------ BRANO FORNITO ------

L’innesco della crisi del Governo Conte è dunque più verosimile identificarlo nell’approssimarsi della nuova legge finanziaria, piuttosto che nelle pantomime a uso social di Salvini e Di Maio.

A sua volta la scintilla che ha acceso l’innesco alla crisi è, in definitiva, l’aggravarsi della situazione economica internazionale, che a livello continentale, ha ritrovato la Germania nel poco invidiabile ruolo di malata d’Europa.

Uno stato quest’ultimo certificato dalla caduta della produzione industriale (dato di luglio 2019) su base annua del 5,9% (3). Il calo appena menzionato è inoltre parallelo alla diminuzione delle esportazioni, sempre tedesche, sul mercato cinese attestate a un -12,4% (sempre su base annua, la rilevazione è riferita a giugno 2019)(4)

------

▸ COSA FARE
1. Trasforma in un elenco il paragrafo del brano sulla crisi del Governo Conte che inizia con «Uno stato quest'ultimo», mantenendo i dati principali.
2. Prosegui il brano sulla crisi del Governo Conte dopo la sua ultima frase.

------ MATERIALE ------

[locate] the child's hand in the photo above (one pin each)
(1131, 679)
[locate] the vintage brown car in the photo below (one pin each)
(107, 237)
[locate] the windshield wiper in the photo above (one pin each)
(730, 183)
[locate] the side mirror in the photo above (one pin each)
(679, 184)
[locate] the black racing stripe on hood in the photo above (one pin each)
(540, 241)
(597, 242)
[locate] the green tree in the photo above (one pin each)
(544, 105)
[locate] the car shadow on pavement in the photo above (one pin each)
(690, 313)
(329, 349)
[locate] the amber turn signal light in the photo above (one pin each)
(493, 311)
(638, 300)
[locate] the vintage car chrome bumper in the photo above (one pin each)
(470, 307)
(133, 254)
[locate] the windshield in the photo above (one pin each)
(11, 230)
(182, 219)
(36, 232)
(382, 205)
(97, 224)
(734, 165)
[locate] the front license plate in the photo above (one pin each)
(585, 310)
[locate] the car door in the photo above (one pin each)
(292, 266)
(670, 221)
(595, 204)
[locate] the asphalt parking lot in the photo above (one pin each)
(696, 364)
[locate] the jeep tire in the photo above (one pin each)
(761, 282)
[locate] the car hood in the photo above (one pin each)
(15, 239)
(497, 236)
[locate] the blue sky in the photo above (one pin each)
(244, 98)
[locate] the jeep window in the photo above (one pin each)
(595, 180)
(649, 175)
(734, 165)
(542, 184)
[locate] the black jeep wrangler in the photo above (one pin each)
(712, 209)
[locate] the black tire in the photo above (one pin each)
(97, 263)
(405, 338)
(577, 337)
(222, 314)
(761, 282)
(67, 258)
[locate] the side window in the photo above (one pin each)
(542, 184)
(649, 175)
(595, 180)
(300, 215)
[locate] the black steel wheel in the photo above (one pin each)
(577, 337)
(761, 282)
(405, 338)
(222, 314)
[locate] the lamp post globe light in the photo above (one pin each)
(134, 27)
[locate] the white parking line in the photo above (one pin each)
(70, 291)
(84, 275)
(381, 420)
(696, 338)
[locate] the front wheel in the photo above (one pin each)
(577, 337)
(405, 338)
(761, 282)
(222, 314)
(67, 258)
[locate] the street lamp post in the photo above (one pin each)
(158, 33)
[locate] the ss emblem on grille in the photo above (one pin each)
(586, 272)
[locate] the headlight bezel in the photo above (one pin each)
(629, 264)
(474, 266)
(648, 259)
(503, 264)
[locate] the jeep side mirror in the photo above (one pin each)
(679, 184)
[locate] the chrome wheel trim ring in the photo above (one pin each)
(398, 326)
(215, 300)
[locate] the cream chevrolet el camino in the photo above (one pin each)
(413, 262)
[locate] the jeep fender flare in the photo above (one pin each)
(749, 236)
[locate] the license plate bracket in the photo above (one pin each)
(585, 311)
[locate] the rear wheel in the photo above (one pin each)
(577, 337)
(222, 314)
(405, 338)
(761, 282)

------

▸ RISULTATI PER COMPITO
1.
La condizione della Germania come malata d'Europa è confermata da:
- il calo della produzione industriale del 5,9% su base annua (dato di luglio 2019);
- il parallelo calo delle esportazioni tedesche verso la Cina, pari al -12,4% su base annua (rilevazione di giugno 2019).

2.
La situazione fin qui descritta ci consente alcune osservazioni empiriche:

– il modello mercantilista tedesco, su cui è modellata l’intera struttura economica comunitaria, sembra essere giunto al capolinea;

– il declino della globalizzazione, in via di sostituzione con la competizione tra aree economico-continentali contrapposte (5), è la prima causa di crisi del modello mercantilista;

– la totale assenza di investimenti produttivi è la seconda, immediata, causa di declino del mercantilismo tedesco;

– la guerra dei dazi aperta dall’amministrazione Trump nei confronti della Cina, si è riverberata molto rapidamente anche sui profitti dei capitali comunitari. Gli USA infatti, muovendo apertamente guerra economica alla Cina, hanno accelerato il processo già in atto, di conversione economica della Cina stessa da “fabbrica del mondo” ad unità quanto più possibile autosufficiente a livello economico;

– in questa situazione l’UE (in particolare la Germania) è palesemente il vaso di coccio circondato da vasi di ferro in quanto:

a) priva di una base industriale moderna (la rivoluzione digitale nel vecchio continente è ancora al di la da venire);

b) priva degli strumenti istituzionali e della classe dirigente necessari a cambi di passo radicali;

– la ridefinizione delle filiere industriali all’interno del mercato unico europeo, che ha azzerato l’indipendenza e la concorrenzialità dell’industria italiana rispetto alle altre economie sviluppate del continente – Francia e Germania –, ha posto la classe lavoratrice italiana in condizione di estrema precarietà. Le sue “fortune” sono legate a quelle della produzione tedesca, di cui ci siamo ridotti a subappaltatori, a sua volta legata all’andamento del ciclo economico dei mercati globali. Andati in crisi irreversibili questi ultimi, come in un domino, la crisi ha rapidamente investito tutti i livelli del sistema.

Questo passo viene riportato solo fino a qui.